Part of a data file
/---

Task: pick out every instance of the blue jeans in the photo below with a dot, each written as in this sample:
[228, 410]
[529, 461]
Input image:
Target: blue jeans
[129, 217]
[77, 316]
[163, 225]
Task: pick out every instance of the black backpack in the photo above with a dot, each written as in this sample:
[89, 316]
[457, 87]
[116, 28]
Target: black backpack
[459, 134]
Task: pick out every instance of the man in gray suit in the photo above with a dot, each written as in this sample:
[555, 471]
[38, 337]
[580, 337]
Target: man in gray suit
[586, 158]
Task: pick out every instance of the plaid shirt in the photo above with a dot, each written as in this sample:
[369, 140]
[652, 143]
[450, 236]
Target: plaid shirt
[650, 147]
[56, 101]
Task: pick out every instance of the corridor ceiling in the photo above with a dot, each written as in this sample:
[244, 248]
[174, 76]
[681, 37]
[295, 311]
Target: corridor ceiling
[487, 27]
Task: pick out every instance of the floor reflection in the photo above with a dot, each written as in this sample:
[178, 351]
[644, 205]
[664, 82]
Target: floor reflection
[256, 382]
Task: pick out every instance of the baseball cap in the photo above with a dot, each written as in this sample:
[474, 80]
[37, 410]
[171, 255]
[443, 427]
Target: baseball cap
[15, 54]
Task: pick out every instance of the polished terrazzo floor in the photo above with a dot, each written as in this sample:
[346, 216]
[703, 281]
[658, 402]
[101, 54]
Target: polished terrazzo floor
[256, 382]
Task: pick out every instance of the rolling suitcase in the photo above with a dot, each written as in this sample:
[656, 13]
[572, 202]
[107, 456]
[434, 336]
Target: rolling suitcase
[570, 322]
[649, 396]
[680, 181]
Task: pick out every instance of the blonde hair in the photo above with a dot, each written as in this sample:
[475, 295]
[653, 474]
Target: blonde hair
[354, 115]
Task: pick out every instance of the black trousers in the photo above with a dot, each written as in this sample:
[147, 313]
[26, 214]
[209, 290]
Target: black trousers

\---

● Task description
Copy every line verbatim.

● Solution for this problem
Task: pick out every instance of the blue jeans in the photo below with a dot, each written as in this sample:
[228, 410]
[529, 461]
Input image:
Target: blue jeans
[129, 217]
[77, 316]
[163, 225]
Task: pick out every instance of the black backpack in the photo above with a dot, each written as in this sample:
[89, 316]
[457, 87]
[116, 28]
Target: black backpack
[459, 134]
Task: pick out every instance of the man in gray suit in the photo above with a dot, each written as in this sample:
[555, 471]
[38, 337]
[580, 337]
Target: man in gray suit
[586, 158]
Task: pick out every instance of the plaid shirt in the photo above with a dot, each written as in this sample:
[369, 140]
[652, 143]
[450, 236]
Target: plaid shirt
[650, 147]
[56, 101]
Task: pick out every instance of the corridor ceiling in the photo above with a dot, each written as in this sample:
[244, 248]
[174, 76]
[681, 37]
[295, 311]
Target: corridor ceiling
[487, 27]
Task: pick out every instance of the floor reflection in the photo above with a dot, each written as in this sample:
[178, 351]
[644, 205]
[664, 82]
Target: floor reflection
[256, 382]
Task: pick out every instance of the baseball cap in the photo above with a dot, each written as in this sample:
[474, 80]
[37, 410]
[171, 255]
[443, 427]
Target: baseball cap
[15, 54]
Task: pick out every instance of the polished terrazzo floor in the photo above with a dot, each written as in this sample:
[346, 216]
[703, 281]
[658, 402]
[101, 54]
Target: polished terrazzo floor
[256, 382]
Task: pick out every instance of the rolling suitcase in the photo above with a dot, each written as in this sample:
[656, 13]
[572, 202]
[107, 456]
[434, 336]
Target: rolling suitcase
[570, 322]
[649, 396]
[680, 181]
Task: pick out every instance of the blonde hair in the photo above with a dot, each written as in this sample:
[475, 295]
[653, 474]
Target: blonde hair
[354, 115]
Task: pick out every instance of the black trousers in the photo above with a dot, each written as in this sample:
[147, 313]
[26, 214]
[209, 290]
Target: black trousers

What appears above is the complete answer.